══ Provided entries ══

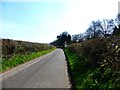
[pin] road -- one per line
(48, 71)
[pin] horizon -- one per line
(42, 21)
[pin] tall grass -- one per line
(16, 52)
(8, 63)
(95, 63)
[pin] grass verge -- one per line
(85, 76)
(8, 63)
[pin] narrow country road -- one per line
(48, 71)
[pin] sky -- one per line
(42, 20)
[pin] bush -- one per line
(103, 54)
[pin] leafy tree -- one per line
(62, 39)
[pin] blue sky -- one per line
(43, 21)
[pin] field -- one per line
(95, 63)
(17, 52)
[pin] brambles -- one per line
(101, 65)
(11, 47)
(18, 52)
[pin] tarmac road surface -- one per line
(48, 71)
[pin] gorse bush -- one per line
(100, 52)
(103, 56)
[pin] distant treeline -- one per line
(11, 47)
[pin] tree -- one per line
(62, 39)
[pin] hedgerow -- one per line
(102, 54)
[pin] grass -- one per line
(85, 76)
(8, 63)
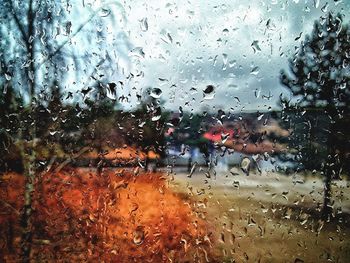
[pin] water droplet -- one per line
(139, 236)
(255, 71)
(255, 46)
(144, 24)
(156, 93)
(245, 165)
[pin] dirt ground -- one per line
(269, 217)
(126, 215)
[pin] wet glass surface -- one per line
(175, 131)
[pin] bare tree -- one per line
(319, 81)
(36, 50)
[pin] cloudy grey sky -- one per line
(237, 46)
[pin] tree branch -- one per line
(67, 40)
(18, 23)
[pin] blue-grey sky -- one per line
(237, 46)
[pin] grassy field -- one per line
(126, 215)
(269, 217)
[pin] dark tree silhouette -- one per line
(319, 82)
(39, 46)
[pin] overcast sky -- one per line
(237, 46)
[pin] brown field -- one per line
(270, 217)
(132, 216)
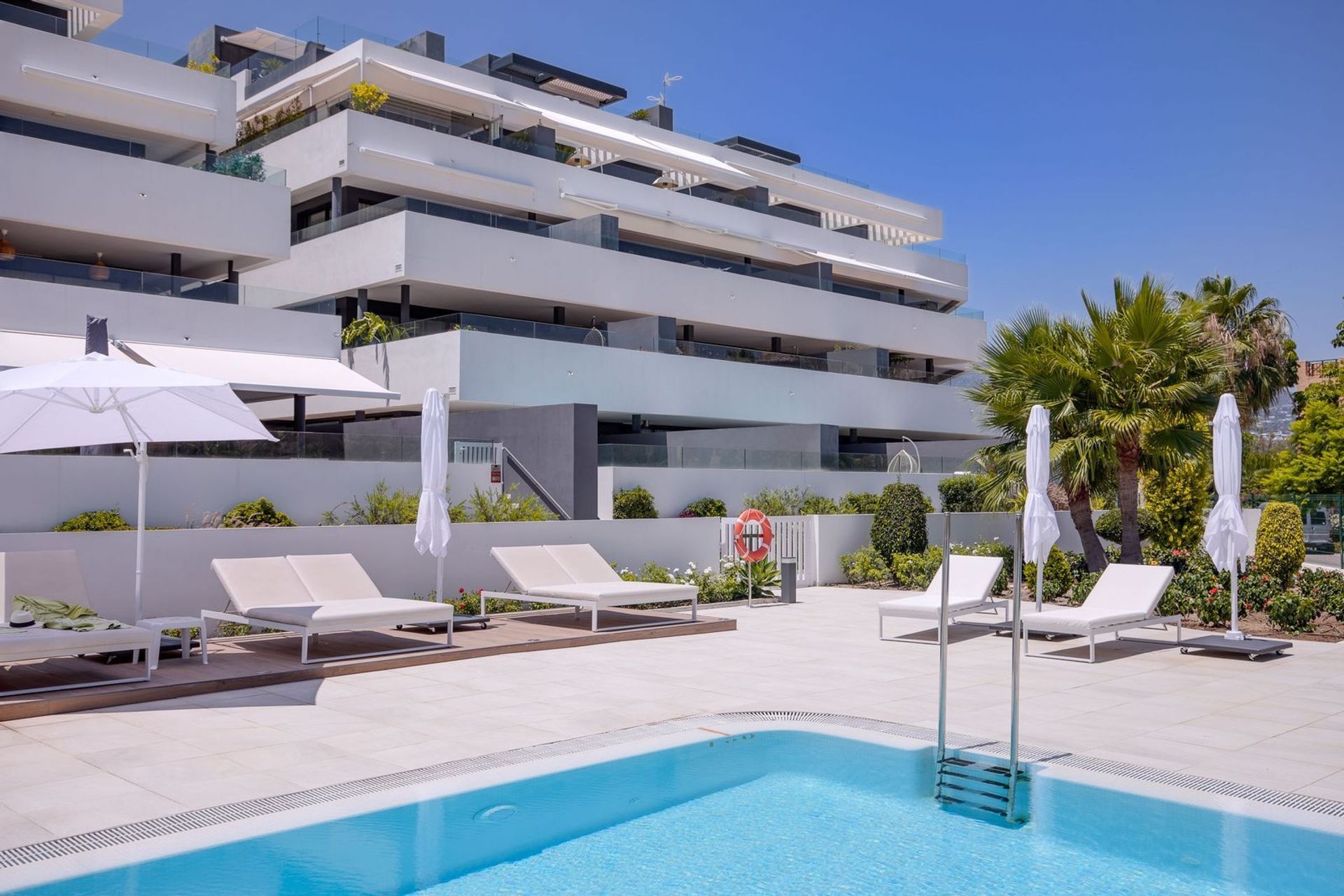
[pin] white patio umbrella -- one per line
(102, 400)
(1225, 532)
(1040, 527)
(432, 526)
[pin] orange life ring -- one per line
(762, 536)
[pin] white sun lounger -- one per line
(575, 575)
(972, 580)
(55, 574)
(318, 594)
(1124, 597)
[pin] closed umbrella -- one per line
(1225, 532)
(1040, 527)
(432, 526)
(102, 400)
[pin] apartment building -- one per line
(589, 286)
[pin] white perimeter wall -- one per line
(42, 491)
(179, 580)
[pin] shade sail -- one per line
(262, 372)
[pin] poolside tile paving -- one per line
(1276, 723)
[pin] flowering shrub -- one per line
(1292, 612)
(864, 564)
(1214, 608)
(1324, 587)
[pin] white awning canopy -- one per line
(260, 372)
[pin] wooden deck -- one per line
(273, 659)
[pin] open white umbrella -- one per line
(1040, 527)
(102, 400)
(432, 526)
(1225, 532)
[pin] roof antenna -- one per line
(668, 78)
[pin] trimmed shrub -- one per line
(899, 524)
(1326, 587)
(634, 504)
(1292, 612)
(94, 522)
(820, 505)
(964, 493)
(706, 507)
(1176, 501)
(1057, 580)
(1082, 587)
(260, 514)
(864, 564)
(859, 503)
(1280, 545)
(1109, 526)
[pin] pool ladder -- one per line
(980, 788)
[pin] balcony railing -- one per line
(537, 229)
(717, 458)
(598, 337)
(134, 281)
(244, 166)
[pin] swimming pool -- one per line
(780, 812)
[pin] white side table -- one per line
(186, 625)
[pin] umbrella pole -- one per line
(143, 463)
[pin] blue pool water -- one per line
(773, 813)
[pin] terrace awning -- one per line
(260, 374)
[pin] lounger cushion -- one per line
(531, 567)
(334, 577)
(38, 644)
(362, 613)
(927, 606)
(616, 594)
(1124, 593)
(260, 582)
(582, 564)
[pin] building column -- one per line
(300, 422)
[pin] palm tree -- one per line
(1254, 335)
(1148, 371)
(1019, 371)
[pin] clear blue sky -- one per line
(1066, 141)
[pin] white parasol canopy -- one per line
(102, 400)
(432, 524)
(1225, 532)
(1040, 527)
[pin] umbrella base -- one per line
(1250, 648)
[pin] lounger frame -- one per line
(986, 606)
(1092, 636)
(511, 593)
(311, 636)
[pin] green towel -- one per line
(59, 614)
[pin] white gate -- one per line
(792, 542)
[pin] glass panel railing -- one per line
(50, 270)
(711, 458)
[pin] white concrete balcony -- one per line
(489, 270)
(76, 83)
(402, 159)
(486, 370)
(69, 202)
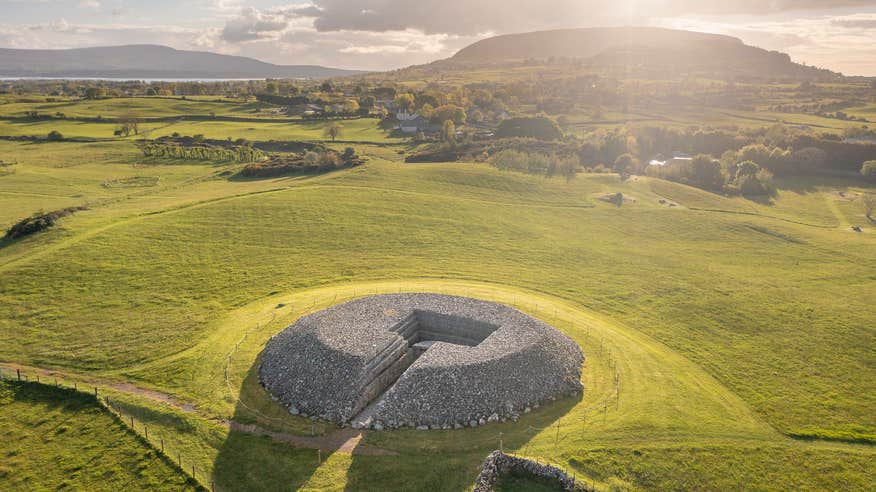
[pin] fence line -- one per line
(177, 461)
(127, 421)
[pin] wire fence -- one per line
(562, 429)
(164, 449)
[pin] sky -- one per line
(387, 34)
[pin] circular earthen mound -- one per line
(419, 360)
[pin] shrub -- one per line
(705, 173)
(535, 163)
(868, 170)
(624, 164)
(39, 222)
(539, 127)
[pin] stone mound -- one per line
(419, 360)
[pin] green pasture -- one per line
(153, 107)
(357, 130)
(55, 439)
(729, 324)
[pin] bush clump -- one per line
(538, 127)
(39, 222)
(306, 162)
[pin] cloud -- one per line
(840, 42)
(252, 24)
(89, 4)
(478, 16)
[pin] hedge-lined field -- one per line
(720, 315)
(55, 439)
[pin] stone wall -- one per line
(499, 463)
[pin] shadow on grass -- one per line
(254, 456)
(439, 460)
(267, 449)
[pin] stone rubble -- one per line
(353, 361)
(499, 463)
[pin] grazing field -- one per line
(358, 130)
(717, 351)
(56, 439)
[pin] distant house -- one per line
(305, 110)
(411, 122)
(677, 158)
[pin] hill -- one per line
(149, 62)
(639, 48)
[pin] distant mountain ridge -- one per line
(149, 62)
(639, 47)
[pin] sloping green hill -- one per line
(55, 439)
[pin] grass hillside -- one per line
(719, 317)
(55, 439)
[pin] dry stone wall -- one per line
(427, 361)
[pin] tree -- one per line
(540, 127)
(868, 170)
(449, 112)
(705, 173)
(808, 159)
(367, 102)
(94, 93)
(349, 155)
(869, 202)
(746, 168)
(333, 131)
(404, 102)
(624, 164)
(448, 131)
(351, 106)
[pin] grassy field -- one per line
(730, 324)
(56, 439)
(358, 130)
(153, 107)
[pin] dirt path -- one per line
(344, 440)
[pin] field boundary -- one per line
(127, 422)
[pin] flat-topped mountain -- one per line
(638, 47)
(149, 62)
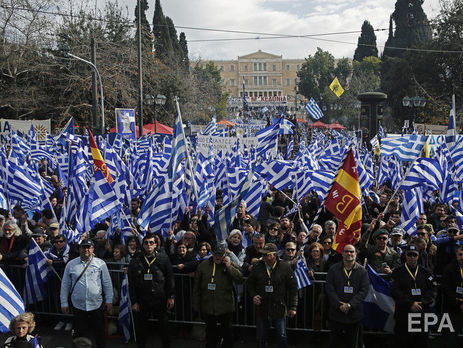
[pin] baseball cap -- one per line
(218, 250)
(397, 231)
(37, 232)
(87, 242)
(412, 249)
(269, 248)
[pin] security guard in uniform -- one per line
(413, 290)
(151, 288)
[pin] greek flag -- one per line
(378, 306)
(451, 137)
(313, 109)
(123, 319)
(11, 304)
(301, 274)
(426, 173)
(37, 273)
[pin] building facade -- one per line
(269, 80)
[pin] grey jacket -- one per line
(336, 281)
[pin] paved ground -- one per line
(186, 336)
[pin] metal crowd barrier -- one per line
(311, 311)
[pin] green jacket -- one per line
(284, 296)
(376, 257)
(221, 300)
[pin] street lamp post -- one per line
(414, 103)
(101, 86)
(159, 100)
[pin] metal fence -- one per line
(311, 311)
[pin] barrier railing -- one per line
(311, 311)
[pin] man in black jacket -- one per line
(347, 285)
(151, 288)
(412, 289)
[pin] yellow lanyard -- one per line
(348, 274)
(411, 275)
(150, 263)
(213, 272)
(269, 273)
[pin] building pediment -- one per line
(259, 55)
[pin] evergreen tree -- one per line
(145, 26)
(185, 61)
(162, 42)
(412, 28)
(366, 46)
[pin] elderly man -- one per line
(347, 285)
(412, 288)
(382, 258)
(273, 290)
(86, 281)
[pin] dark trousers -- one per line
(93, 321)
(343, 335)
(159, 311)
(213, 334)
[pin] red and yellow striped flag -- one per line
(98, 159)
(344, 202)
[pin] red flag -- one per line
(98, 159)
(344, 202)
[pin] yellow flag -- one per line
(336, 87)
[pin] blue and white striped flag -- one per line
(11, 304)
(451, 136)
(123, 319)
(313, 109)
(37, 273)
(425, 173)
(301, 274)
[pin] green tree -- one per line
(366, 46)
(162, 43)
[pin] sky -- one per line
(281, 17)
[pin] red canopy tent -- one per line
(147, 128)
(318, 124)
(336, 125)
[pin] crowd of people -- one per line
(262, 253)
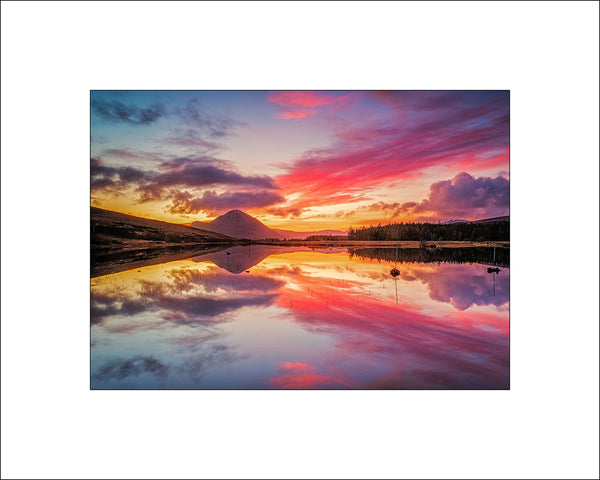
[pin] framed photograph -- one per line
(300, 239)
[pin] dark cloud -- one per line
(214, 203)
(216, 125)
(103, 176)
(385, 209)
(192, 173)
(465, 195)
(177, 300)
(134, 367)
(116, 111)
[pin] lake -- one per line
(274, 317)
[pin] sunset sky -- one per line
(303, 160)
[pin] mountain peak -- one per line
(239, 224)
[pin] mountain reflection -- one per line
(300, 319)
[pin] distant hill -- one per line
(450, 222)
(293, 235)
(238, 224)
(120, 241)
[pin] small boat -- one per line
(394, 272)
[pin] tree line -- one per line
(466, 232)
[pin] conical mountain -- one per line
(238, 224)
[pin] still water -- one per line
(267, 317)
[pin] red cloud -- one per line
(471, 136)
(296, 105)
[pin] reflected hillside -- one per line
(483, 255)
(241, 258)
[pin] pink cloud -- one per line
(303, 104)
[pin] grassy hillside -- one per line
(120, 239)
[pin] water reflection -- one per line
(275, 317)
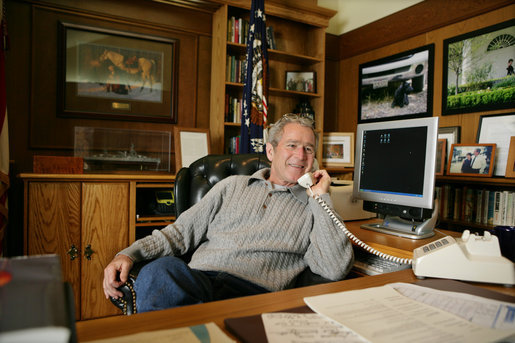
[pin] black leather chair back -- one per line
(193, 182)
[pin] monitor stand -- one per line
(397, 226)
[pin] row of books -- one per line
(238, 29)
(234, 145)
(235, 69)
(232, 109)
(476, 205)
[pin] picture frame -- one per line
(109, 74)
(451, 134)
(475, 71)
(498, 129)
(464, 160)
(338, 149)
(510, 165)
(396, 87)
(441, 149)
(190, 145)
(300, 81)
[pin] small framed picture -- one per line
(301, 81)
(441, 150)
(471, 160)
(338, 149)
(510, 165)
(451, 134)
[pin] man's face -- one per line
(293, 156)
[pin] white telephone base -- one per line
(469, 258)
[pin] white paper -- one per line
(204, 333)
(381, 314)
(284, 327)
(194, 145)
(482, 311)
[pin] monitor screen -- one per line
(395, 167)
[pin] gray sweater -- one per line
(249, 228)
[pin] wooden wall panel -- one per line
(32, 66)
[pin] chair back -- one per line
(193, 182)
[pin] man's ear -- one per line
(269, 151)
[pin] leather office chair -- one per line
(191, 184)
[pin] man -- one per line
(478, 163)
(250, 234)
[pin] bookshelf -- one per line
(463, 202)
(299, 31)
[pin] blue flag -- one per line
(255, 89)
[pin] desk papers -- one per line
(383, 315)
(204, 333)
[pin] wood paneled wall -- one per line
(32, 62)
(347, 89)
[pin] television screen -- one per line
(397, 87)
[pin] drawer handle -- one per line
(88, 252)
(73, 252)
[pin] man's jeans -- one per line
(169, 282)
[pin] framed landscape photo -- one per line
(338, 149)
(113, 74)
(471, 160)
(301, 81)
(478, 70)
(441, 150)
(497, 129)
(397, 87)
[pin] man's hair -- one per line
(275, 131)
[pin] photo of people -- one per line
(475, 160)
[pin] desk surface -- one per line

═══

All lines from the one containing "[pin] man's jeans -- one per line" down to the final line above are to be restated word for word; leave out the rest.

[pin] man's jeans -- one per line
(169, 282)
[pin] framed landscape photo -- one per line
(338, 149)
(113, 74)
(471, 160)
(301, 81)
(478, 70)
(441, 150)
(497, 129)
(397, 87)
[pin] man's hair -- one per line
(275, 131)
[pin] photo of people -- one per line
(475, 160)
[pin] desk surface -- one per line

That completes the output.